### GOAL
Collect every line in the entries below that contains the string "marks". Letter case must match.

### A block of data
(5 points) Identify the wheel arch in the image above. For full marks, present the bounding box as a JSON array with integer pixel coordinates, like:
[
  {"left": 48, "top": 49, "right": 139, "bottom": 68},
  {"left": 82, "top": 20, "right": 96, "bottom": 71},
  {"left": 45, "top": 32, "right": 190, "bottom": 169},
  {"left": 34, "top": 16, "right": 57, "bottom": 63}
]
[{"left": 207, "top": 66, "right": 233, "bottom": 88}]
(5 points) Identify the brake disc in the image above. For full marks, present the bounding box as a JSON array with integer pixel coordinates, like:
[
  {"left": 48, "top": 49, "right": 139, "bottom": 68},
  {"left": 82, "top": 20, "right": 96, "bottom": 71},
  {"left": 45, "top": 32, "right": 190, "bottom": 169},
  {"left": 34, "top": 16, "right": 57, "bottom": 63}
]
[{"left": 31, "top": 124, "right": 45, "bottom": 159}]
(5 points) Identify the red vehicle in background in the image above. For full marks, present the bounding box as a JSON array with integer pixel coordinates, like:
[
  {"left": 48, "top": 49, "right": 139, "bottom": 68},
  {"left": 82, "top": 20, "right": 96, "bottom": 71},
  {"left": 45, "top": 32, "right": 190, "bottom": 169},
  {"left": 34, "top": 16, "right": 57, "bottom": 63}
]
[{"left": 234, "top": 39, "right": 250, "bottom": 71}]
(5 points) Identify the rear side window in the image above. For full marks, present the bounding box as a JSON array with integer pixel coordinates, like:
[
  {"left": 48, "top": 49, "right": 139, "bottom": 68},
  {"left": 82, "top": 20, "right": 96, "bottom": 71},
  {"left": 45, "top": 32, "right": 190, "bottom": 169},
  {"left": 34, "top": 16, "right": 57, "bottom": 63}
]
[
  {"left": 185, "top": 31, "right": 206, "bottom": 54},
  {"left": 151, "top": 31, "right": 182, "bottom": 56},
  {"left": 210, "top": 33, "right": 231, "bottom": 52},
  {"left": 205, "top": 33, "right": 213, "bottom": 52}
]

==

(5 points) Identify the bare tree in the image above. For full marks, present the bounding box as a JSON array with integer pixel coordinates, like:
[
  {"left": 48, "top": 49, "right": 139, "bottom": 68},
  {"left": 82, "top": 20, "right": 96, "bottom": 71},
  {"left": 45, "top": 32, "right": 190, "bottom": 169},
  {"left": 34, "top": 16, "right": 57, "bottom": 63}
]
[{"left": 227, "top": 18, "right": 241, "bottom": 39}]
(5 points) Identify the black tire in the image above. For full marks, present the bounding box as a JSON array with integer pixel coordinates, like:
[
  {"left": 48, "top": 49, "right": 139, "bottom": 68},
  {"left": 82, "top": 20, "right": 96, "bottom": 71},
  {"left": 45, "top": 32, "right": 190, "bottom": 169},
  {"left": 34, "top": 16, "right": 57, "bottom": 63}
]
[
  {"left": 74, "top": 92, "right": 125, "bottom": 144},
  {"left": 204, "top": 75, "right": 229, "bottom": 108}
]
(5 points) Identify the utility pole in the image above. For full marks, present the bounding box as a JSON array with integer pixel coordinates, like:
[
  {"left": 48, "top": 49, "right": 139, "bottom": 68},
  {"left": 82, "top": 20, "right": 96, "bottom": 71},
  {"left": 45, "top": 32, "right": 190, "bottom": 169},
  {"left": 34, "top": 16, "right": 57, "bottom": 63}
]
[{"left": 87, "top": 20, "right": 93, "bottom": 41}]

### WORKED SOLUTION
(5 points) Identify the wheel arch in the image above. For full marks, present the bounding box as a JSON array with integer pixel coordinates, like:
(5 points) Identify the brake disc in the image above. For full marks, present the bounding box as a JSON array with integer pixel coordinates, like:
(5 points) Identify the red vehicle in background in the image above. For full marks, present the bounding box as a JSON array with integer pixel coordinates, like:
(5 points) Identify the rear side window in the image above. For full marks, present the bounding box as a JSON array with integer pixel coordinates, like:
(5 points) Identify the bare tree in the image above. For full marks, present the bounding box as a JSON array with integer pixel coordinates, like:
(5 points) Identify the black tire in the image above. For full marks, present the bounding box as a JSON array with integer pixel coordinates, like:
(5 points) Identify the utility pole in the image above. For full marks, present the bounding box as a JSON array with integer pixel coordinates, like:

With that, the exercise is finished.